start Records provided

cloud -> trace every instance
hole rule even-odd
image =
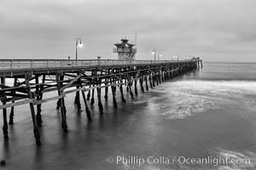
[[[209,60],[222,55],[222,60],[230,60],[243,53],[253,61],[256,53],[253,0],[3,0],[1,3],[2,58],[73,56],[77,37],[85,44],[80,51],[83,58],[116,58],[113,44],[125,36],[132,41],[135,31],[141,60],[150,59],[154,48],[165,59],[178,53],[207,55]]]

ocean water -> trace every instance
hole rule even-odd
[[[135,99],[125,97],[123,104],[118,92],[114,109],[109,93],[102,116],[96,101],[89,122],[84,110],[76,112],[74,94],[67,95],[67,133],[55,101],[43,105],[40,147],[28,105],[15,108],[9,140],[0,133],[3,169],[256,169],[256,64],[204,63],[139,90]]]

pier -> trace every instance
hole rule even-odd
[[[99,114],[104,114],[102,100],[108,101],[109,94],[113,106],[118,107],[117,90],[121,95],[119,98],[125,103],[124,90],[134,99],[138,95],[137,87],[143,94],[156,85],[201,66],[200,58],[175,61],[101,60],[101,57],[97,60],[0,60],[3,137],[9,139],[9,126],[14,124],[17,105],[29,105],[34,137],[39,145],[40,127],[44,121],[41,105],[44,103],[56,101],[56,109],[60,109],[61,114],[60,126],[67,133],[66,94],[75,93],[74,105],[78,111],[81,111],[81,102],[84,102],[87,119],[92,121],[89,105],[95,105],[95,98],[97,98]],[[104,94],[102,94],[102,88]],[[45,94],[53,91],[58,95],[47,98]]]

end Records provided
start Records provided

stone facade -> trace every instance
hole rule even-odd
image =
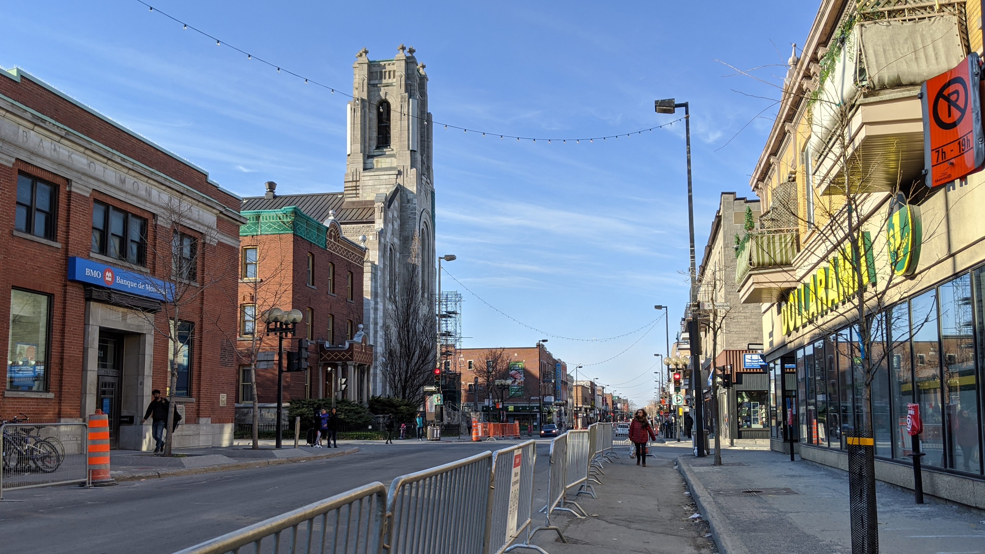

end Records provided
start Records provided

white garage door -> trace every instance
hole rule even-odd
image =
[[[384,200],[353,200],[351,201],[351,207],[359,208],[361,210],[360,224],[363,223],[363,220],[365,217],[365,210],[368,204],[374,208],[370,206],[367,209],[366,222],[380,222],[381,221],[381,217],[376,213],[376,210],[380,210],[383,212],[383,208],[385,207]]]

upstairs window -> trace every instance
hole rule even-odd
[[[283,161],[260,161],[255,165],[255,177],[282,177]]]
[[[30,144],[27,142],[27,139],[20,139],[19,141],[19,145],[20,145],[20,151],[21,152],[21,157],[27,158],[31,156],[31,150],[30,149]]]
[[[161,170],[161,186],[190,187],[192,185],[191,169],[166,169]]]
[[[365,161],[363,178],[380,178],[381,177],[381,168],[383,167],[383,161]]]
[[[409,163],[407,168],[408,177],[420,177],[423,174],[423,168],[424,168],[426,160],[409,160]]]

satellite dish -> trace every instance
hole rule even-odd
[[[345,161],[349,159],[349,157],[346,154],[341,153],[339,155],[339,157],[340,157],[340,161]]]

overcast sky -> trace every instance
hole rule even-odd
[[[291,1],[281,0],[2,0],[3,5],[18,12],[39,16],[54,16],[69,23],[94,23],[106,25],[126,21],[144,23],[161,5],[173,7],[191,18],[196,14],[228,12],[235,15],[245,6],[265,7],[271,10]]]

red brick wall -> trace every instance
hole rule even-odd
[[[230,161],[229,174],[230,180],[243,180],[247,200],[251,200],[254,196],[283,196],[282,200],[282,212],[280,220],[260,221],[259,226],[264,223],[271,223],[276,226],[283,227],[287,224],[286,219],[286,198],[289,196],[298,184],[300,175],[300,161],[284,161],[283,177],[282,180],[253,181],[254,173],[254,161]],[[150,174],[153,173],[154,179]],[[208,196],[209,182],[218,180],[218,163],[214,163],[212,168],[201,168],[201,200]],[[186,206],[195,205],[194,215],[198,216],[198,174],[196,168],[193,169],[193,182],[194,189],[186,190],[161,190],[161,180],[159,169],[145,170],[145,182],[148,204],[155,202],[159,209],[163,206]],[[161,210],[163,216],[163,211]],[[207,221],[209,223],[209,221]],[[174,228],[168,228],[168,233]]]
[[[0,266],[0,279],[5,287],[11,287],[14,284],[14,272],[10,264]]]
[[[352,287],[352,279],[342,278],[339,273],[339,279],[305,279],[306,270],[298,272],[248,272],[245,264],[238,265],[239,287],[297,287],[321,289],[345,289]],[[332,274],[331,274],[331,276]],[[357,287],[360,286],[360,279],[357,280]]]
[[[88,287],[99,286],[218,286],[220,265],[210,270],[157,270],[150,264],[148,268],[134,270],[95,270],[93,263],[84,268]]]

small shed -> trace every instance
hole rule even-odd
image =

end Records provided

Exercise details
Count the lines of the data above that contain the string "instance" and give only that number.

Result for this exercise
10